___ Document text

Empathy allows us to:

  • Boost our social connectedness in our communities so that we may increase helping behaviors.
  • Improve our ability to regulate our emotions during times of stress.
  • Better manage our anxieties and stress without feeling overwhelmed.

Some people are naturally empathetic in nature, but many need a little help to remember what empathy means and how they can cultivate their own empathy skills. The good news is this emotional skill can be learned – here are some ways to build empathy:

  • Listening to others.
  • Engage in acts of service.
  • Put yourself in another person’s shoes.

Tips for Practicing Empathy in Your Community

Staying connected – one of the best ways to fight feelings of isolation is to reach out to others. Showing empathy and engaging in helpful actions can increase your feelings of social connectedness. While practicing social distancing, self-isolation and quarantine, you may consider writing a note to a special friend or family member you haven’t spoken to in a while. You may also use your skills such as sewing for example, to help make masks for those in need. Maybe you can reach out to your neighbors, friends or family members that are unable to go out and buy groceries and offer to buy them and place them on their doorstep.

Be aware – how has the COVID-19 pandemic affected your life? Are your kids now being home schooled? Do you have food and other necessities to sustain healthy living during this uncertain time? How do you think your friends, family, neighbors or complete strangers would answer these questions? It is important to remember that while you may be doing okay, others are not. Many have lost their jobs, cannot feed their families and are unable to make healthy lifestyle choices. Some can’t afford childcare so they can continue to work and many are suffering from anxiety and depression due to their situation and circumstances.

“Empathy and the willingness to understand are a critical part of compassion which leads to action. Think of others and look for ways you can help in your community.”

Be kind – It’s okay if your routine is ever changing and what your ‘normal’ was is no longer possible. If your kids are watching too much television or are playing video games longer than you’d like, that’s okay. Everyone, all ages, are trying to cope with the unknown. This is a lot to deal with and everyone copes with fear, stress and anxiety differently. Focus on being kind to one another. Seek the positives in your new ‘normal’ and practice self-compassion by becoming emotionally flexible, navigate through your emotions and give yourself and your family a break.

______
___ Records shown

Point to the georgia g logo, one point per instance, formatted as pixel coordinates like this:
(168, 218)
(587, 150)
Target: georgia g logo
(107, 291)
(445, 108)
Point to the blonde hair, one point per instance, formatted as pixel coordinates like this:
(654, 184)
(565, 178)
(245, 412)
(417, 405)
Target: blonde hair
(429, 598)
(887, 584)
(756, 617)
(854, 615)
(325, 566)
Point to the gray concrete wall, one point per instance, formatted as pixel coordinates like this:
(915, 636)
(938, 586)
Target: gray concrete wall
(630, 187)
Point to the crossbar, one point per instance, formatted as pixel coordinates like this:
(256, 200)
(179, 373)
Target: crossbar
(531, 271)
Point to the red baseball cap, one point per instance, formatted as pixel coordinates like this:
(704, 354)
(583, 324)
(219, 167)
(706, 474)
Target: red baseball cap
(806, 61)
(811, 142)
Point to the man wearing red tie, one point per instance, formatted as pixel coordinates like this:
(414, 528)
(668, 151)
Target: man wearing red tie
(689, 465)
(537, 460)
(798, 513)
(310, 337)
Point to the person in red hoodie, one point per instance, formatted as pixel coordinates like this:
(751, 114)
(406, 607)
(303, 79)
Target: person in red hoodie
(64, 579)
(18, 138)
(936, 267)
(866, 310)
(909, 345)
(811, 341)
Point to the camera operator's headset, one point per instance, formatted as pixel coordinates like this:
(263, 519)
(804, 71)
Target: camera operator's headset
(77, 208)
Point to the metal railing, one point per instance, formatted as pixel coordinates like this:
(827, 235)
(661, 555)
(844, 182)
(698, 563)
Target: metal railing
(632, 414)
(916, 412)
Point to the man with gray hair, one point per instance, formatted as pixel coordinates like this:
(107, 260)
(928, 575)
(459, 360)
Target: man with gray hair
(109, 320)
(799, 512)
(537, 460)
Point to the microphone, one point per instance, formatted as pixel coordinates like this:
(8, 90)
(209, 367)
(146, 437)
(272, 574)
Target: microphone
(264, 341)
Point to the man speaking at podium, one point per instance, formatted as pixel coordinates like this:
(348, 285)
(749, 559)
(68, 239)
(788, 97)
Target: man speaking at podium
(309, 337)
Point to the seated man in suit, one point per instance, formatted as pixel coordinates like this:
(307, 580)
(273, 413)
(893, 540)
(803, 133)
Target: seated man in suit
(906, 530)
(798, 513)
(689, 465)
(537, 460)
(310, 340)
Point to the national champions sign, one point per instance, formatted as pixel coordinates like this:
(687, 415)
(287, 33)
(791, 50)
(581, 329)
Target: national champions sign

______

== Using the information ==
[a] Write out everything in the empathy passage from "Be kind – It’s" down to "family a break.".
[b] Answer these questions using the empathy passage:
(i) What skill does it name as an example for helping make masks for those in need?
(ii) What does it say many people are suffering from because of their situation and circumstances?
(iii) What two things might kids be doing longer than a parent would like?
[c] Pick up the empathy passage after its final sentence and carry it forward.
The records are separate material and have no connection to the empathy passage.

== Answers by task ==
[a]
Be kind – It’s okay if your routine is ever changing and what your ‘normal’ was is no longer possible. If your kids are watching too much television or are playing video games longer than you’d like, that’s okay. Everyone, all ages, are trying to cope with the unknown. This is a lot to deal with and everyone copes with fear, stress and anxiety differently. Focus on being kind to one another. Seek the positives in your new ‘normal’ and practice self-compassion by becoming emotionally flexible, navigate through your emotions and give yourself and your family a break.

[b]
(i) Sewing.
(ii) Anxiety and depression.
(iii) Watching too much television and playing video games.

[c]
Be considerate – sometimes we are quick to criticize others without knowing their circumstances or understand their situation that may impact their choices. Some people may feel overwhelmed with an overload of conflicting information from various outlets. While you cannot control how others behave, you can control your own actions by sharing only the facts by reliable sources. You can also gently remind others to kindly wash their hands, practice social distancing and stay home if they show any symptoms of COVID-19.

Help others – when the world feels unpredictable, find tangible ways to do good and make things better for others. This may provide comfort and a sense of control and empowerment.

Some ways to practice empathy:

  • If you are financially stable, look for ways you can support others who may be struggling.
  • Support your local businesses by buying food or gift cards from them and encouraging others to do the same.
  • Only buy what you need for the week, don’t overbuy.
  • Make care packages for healthcare workers, elderly neighbors or those who may have lost their jobs.
  • STAY HOME – follow the guidelines outlined by the CDC. Practice social distancing.

At NOAH, we practice empathy for our patients, staff and community daily. This is especially important during a public health crisis. Practicing empathy during COVID-19 not only opens your mind to what others are experiencing, but it also reminds us that we are in this together. Our behavioral health consulting and traditional outpatient counseling behavioral health staff work alongside our medical and dental teams to assess, diagnose and effectively treat the core-symptoms of our patients.